What the exercise asks = Write out the full set of records below exactly.

Excerpted records =
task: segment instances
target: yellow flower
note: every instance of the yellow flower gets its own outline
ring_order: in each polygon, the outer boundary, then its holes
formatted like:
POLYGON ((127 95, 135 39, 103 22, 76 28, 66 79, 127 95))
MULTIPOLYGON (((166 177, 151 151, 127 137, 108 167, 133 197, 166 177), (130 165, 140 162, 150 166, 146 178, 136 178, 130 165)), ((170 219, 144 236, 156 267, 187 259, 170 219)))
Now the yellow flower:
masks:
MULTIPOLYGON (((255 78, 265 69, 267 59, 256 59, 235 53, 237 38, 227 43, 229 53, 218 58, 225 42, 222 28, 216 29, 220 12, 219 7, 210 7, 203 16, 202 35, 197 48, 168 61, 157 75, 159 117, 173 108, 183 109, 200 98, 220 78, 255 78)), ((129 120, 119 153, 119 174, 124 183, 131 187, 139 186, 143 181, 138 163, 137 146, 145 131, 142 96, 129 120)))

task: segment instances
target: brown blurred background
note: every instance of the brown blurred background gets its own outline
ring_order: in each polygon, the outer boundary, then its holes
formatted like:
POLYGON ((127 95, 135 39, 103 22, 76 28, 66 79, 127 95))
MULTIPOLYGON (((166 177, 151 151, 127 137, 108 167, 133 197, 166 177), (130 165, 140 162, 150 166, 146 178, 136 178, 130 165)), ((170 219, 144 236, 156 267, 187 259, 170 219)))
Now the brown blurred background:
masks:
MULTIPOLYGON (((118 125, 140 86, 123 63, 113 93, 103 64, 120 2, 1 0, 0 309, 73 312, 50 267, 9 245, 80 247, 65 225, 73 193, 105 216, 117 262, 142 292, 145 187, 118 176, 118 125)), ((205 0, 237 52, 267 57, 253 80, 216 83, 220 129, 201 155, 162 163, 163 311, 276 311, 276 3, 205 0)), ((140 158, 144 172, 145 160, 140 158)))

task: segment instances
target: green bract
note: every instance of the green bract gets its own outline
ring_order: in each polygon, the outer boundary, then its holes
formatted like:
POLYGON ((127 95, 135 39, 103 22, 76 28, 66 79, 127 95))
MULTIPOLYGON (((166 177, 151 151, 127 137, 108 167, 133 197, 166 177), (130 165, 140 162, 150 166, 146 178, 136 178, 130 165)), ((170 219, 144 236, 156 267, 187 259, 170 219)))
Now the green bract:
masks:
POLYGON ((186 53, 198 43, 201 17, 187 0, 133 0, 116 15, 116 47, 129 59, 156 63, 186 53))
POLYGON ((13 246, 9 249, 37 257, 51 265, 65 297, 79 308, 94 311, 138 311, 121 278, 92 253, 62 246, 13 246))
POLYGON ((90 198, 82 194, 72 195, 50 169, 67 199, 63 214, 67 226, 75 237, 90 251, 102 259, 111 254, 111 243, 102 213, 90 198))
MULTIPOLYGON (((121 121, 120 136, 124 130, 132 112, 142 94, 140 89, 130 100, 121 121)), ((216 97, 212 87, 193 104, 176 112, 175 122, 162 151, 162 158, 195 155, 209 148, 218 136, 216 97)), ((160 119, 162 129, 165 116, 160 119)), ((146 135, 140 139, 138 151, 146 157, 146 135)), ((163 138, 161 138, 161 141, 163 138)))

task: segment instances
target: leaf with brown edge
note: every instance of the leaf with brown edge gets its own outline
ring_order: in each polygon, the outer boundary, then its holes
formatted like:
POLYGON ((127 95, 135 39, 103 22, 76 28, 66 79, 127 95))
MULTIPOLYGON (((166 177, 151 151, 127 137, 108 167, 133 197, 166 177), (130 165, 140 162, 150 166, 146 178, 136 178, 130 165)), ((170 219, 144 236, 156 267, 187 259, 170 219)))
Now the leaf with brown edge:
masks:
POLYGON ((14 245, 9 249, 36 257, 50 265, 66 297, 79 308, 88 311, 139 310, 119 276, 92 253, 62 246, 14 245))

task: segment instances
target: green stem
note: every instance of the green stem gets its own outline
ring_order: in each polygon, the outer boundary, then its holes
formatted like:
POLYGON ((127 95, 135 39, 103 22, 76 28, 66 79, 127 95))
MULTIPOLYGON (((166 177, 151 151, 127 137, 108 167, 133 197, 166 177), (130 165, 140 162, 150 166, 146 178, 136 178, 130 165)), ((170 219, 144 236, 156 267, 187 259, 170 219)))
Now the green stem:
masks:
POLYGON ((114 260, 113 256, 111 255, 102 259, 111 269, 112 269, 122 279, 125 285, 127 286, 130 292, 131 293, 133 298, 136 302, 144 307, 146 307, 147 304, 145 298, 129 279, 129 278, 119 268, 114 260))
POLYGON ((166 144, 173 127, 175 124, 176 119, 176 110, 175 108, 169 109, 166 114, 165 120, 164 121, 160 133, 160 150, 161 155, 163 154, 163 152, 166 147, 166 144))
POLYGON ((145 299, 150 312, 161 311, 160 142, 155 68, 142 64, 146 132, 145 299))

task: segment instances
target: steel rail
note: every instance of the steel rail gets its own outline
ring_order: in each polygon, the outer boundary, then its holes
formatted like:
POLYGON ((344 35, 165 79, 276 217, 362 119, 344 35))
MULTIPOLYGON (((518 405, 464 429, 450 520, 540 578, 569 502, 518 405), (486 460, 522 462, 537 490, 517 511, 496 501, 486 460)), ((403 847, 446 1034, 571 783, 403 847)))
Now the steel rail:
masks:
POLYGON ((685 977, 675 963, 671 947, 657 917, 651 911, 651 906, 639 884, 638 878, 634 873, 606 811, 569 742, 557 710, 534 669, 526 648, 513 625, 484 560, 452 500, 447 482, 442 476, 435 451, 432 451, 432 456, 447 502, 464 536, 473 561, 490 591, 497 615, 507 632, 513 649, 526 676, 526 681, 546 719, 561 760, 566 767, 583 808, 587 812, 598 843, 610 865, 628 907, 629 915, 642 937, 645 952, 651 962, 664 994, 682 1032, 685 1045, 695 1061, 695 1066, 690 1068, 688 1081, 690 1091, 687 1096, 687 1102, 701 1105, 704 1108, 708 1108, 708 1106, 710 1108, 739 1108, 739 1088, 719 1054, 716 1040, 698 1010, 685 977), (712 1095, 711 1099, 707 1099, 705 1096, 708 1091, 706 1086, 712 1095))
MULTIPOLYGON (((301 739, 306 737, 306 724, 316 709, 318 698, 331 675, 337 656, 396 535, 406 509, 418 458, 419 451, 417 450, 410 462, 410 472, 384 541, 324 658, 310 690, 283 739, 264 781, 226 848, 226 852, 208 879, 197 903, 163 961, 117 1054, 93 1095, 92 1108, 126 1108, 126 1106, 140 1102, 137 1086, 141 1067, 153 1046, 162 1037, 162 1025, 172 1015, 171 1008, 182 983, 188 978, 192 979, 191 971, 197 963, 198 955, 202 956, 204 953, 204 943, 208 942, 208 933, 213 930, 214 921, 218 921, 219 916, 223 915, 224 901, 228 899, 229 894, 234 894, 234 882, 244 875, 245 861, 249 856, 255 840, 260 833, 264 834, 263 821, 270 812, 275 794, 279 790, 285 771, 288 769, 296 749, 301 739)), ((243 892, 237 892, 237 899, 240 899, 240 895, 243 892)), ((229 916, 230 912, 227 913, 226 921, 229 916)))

Solution below =
task: segment instances
target: yellow flower
note: every instance of the yellow flower gets its own outline
ring_order: in each polygon, the outer boundary, then its holes
formatted like:
POLYGON ((127 95, 135 39, 103 22, 76 28, 66 79, 127 95))
MULTIPOLYGON (((166 177, 151 151, 127 137, 108 167, 133 197, 166 177), (130 165, 140 162, 150 166, 146 178, 136 178, 130 165)), ((170 219, 144 236, 156 267, 187 259, 170 219)))
Now the yellow flower:
masks:
MULTIPOLYGON (((255 78, 265 69, 267 59, 256 59, 235 53, 237 38, 227 43, 229 53, 218 58, 225 42, 222 28, 216 29, 220 12, 219 7, 210 7, 203 16, 202 35, 197 48, 168 61, 157 75, 159 117, 173 108, 183 109, 200 98, 220 78, 255 78)), ((129 120, 119 153, 119 174, 124 183, 131 187, 139 186, 143 181, 138 163, 137 146, 145 131, 142 96, 129 120)))

task: segment instances
target: brown blurred background
note: every instance of the brown blurred background gets its own outline
ring_order: in each polygon, the outer boundary, then its holes
formatted like:
POLYGON ((127 95, 135 39, 103 22, 76 28, 66 79, 127 95))
MULTIPOLYGON (((166 177, 151 151, 127 137, 108 167, 133 197, 166 177), (130 165, 140 162, 150 166, 146 178, 136 178, 130 165)), ((170 219, 144 236, 156 267, 187 259, 170 219)))
Now the brown blurred background:
masks:
MULTIPOLYGON (((118 125, 140 86, 123 63, 113 93, 103 64, 120 2, 1 0, 0 309, 73 312, 50 267, 9 245, 80 247, 65 225, 73 193, 105 216, 117 262, 142 292, 145 187, 118 176, 118 125)), ((205 0, 237 52, 267 57, 253 80, 216 83, 220 129, 201 155, 162 163, 163 311, 276 311, 276 3, 205 0)), ((140 158, 144 172, 145 160, 140 158)))

task: segment instances
target: green bract
note: every instance of the green bract gets its own outline
ring_order: in each polygon, the outer boundary, then its holes
formatted like:
POLYGON ((127 95, 135 39, 103 22, 76 28, 66 79, 127 95))
MULTIPOLYGON (((166 177, 151 151, 127 137, 108 167, 133 197, 166 177), (130 165, 140 162, 150 166, 146 178, 136 178, 130 165)), ((170 219, 144 236, 156 267, 187 259, 170 219)))
Now the green bract:
masks:
POLYGON ((186 53, 198 43, 201 17, 187 0, 133 0, 116 15, 116 47, 129 59, 156 63, 186 53))
POLYGON ((13 246, 9 249, 37 257, 51 265, 65 297, 79 308, 94 311, 138 311, 121 278, 92 253, 62 246, 13 246))
POLYGON ((90 198, 82 194, 72 195, 50 169, 67 199, 63 214, 67 226, 75 237, 90 251, 102 259, 111 254, 111 243, 102 213, 90 198))
MULTIPOLYGON (((121 121, 120 136, 124 130, 132 112, 142 94, 140 89, 130 100, 121 121)), ((216 97, 212 87, 193 104, 176 112, 175 122, 162 151, 162 158, 195 155, 209 148, 218 136, 216 97)), ((160 119, 162 129, 165 116, 160 119)), ((146 135, 140 139, 138 151, 146 157, 146 135)), ((163 138, 161 138, 161 141, 163 138)))

task: segment instances
target: leaf with brown edge
note: every instance of the leaf with brown edge gets its own outline
ring_order: in each polygon, the outer boundary, then its holes
formatted like:
POLYGON ((127 95, 135 39, 103 22, 76 28, 66 79, 127 95))
MULTIPOLYGON (((166 177, 151 151, 127 137, 108 167, 133 197, 166 177), (130 165, 140 162, 150 166, 146 178, 136 178, 130 165)), ((170 219, 144 236, 156 267, 187 259, 170 219)))
Now the leaf with brown edge:
masks:
POLYGON ((14 245, 9 249, 36 257, 50 265, 66 297, 79 308, 88 311, 139 310, 119 276, 92 253, 62 246, 14 245))

task: segment instances
target: green stem
note: every instance of the green stem gets its own outline
ring_order: in each polygon, the outer boundary, then its holes
formatted like:
POLYGON ((127 95, 135 39, 103 22, 76 28, 66 79, 127 95))
MULTIPOLYGON (((166 177, 151 151, 127 137, 108 167, 133 197, 166 177), (130 165, 140 162, 150 166, 146 178, 136 178, 130 165)), ((170 219, 144 236, 156 267, 187 259, 170 219)))
Now the green stem:
masks:
POLYGON ((114 260, 113 256, 111 255, 102 259, 111 269, 112 269, 122 279, 125 285, 127 286, 130 292, 131 293, 133 298, 136 302, 144 307, 146 307, 147 304, 145 298, 129 279, 129 278, 119 268, 114 260))
POLYGON ((166 144, 173 127, 175 124, 176 119, 176 110, 175 108, 169 109, 166 114, 165 120, 164 121, 160 133, 160 150, 161 155, 163 154, 163 152, 166 147, 166 144))
POLYGON ((145 299, 150 312, 161 311, 160 142, 155 68, 142 64, 146 132, 145 299))

task: segment instances
target: steel rail
note: every instance of the steel rail gets its own outline
ring_order: in each polygon, the outer boundary, then its holes
formatted like:
POLYGON ((344 35, 165 79, 276 217, 362 119, 344 35))
MULTIPOLYGON (((518 405, 464 429, 450 520, 540 578, 569 502, 518 405), (486 460, 522 462, 537 490, 517 511, 496 501, 486 460)), ((403 847, 446 1034, 571 783, 403 847)))
Now the steel rail:
masks:
POLYGON ((685 977, 675 963, 671 947, 657 917, 651 911, 651 906, 639 884, 638 878, 634 873, 606 811, 569 742, 557 710, 534 669, 526 648, 513 625, 484 560, 452 500, 447 482, 442 476, 435 451, 432 451, 432 456, 447 502, 464 536, 473 561, 490 591, 497 615, 507 632, 513 649, 526 676, 526 681, 546 719, 561 760, 566 767, 583 808, 587 812, 598 843, 610 865, 628 907, 629 915, 642 937, 645 952, 651 962, 664 994, 682 1032, 685 1045, 695 1061, 695 1066, 690 1068, 688 1081, 690 1091, 687 1096, 687 1102, 701 1105, 704 1108, 708 1108, 708 1106, 710 1108, 739 1108, 739 1088, 719 1054, 716 1040, 698 1010, 685 977), (712 1095, 711 1099, 707 1099, 705 1096, 708 1091, 706 1086, 712 1095))
MULTIPOLYGON (((301 739, 306 737, 306 724, 316 709, 318 698, 331 675, 337 656, 396 535, 406 509, 418 458, 419 451, 417 450, 410 462, 410 472, 384 541, 324 658, 310 690, 283 739, 264 781, 226 848, 226 852, 208 879, 197 903, 163 961, 117 1054, 93 1095, 92 1108, 126 1108, 126 1106, 140 1102, 137 1086, 141 1067, 153 1046, 162 1037, 162 1025, 172 1015, 171 1008, 182 983, 188 978, 192 979, 191 971, 197 963, 198 955, 202 956, 204 953, 204 943, 208 942, 208 933, 213 930, 214 921, 218 921, 219 916, 223 915, 224 901, 228 899, 229 894, 234 894, 234 882, 244 875, 245 861, 249 856, 255 840, 260 833, 264 834, 263 821, 270 812, 275 794, 279 790, 285 771, 288 769, 296 749, 301 739)), ((243 892, 237 892, 237 899, 240 899, 240 895, 243 892)), ((229 916, 230 912, 227 913, 226 921, 229 916)))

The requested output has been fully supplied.